[Collected data entries]
- - - -
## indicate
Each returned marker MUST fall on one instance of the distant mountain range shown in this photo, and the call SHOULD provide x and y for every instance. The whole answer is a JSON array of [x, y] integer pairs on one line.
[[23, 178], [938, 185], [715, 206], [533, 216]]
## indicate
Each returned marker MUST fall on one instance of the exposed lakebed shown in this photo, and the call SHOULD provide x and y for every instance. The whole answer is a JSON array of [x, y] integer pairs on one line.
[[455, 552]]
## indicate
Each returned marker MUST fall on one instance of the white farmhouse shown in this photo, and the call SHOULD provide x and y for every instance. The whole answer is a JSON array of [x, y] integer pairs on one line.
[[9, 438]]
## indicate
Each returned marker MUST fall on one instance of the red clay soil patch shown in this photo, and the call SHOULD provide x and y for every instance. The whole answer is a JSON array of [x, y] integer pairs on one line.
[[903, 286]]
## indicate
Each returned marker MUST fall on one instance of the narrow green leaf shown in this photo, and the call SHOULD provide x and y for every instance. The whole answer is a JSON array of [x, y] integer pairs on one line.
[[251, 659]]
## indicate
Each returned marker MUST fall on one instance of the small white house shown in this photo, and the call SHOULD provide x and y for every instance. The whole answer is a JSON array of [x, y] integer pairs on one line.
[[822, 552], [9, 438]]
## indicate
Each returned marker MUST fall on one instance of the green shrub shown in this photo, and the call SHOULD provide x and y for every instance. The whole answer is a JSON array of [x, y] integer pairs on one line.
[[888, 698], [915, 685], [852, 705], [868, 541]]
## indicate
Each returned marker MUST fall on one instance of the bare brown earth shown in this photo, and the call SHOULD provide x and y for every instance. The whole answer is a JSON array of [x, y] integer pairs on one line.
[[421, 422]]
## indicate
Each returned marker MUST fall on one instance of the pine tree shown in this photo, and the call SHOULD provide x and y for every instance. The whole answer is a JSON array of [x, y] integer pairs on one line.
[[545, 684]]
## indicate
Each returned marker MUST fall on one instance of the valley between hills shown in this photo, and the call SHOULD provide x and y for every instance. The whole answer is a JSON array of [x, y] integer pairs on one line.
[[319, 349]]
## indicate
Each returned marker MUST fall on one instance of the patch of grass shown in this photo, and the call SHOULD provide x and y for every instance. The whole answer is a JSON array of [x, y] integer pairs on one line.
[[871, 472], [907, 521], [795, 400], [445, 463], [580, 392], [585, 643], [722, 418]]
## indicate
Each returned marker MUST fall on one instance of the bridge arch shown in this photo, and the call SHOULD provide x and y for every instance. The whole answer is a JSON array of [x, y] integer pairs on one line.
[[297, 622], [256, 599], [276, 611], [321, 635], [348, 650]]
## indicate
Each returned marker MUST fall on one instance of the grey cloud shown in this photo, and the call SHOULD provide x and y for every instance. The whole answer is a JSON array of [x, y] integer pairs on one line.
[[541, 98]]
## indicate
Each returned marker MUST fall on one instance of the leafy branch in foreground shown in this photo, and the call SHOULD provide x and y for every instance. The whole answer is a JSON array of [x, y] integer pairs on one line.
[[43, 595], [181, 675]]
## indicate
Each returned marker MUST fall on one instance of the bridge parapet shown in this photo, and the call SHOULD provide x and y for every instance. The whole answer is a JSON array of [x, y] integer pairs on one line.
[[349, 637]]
- - - -
- **WORK TASK**
The data given above must be transcribed exactly and completely.

- **RESULT BELOW**
## indicate
Each returned marker MUST fall on one instance of the distant mountain range shown in this photo, and the call SHOULD provide x and y for every instance. The whole answer is a JSON array of [x, y] integer pairs on one line.
[[23, 178], [938, 185], [715, 206], [533, 216]]
## indicate
Each returned marker MUST fall on one instance of the exposed lakebed shown in this photo, and the call SHOULD provide x and y for every instance. The whole answer is a JSON array of [x, y] integer pairs on one line.
[[455, 552]]
## indicate
Each returned marker MUST fall on one instance of the white farmhouse shown in this photo, and the call SHOULD provide x and y for every instance. The whole answer is a JSON array of [x, y] integer pairs on one line.
[[9, 438]]
## indicate
Each returned marker MUST fall on one instance of the red clay soil patch shown in this photo, and the call SHOULD provide x and y for every instance. The whole answer is a JSON array of [x, y] integer pairs on one line.
[[903, 286]]
## indicate
Each returned marker MUST fall on one instance of the narrow green leaf shown in this photo, and the call SHOULD provide x and y for every instance. The whole answer is a JSON array of [x, y] integer pairs on one line.
[[251, 659]]
## indicate
Each returned marker MUST fall on one instance of the small white house shown in this photo, and the call SHOULD provide x and y for every instance. The whole answer is a JSON array of [x, y] integer pairs on one line.
[[822, 552], [9, 438]]
## indicate
Each returned marker MUST fall on one instance of the green shrub shown in this photo, and the call SHOULD provide x and y for every instance. The whole answer is a JSON array of [x, y] integer pairs on one line.
[[888, 698], [915, 685], [852, 705], [868, 541]]
## indicate
Each returned marker MUST fall on one instance of the bare brown earth shown in this photo, and the call SHOULD provide x and y for every instance. The whole answer is a JSON array of [x, y] integer pairs on one line.
[[421, 422]]
## indicate
Each returned marker MUST fall on one instance of the pine tree shown in this photo, and the call SHOULD provide x and y for every instance. The whole answer is a JSON array of [x, y] integer pairs on one line.
[[545, 684]]
## indicate
Each returned marker MUST fall on one instance of the valley between hills shown in this photo, and the call SHOULD provide x and y for every instance. The whole answer is a JSON array of [x, y] integer pairs on one line.
[[319, 349]]
## indicate
Each returned marker MUST fall on one instance of the patch of grass shown in this photo, and the call SHOULD provide x and y for every instance. The whole answer is a JSON array of [x, y] integer pairs on one line.
[[871, 472], [907, 521], [795, 400], [445, 463], [580, 392], [585, 643], [722, 418]]
## indicate
Each returned marker MUST fall on one instance of the bridge arch shown in this photo, and the call SHOULD provide x and y for every instance. The whole answer is a JSON array of [x, y] integer pairs on one line.
[[297, 622], [256, 599], [276, 611], [321, 635], [348, 650]]
## indicate
Each returned marker MUST fall on one instance of the grey cloud shown in this photo, and the call SHOULD provide x and y for every instance. The whole answer is a JSON array of [x, y] integer pairs on one line.
[[541, 98]]
## indicate
Each returned marker MUST fall on one instance of the leafy branch in foreground shown in this photo, and the call SHOULD provide x and y for every instance. The whole answer is a JSON array of [x, y] integer pairs on one line.
[[43, 595], [181, 675]]
## indicate
Each returned marker MUST fall on one instance of the bridge parapet shown in this photo, and the call SHOULD provide x and y for every instance. The whole answer is a JSON array of [x, y] integer pairs on one line.
[[349, 637]]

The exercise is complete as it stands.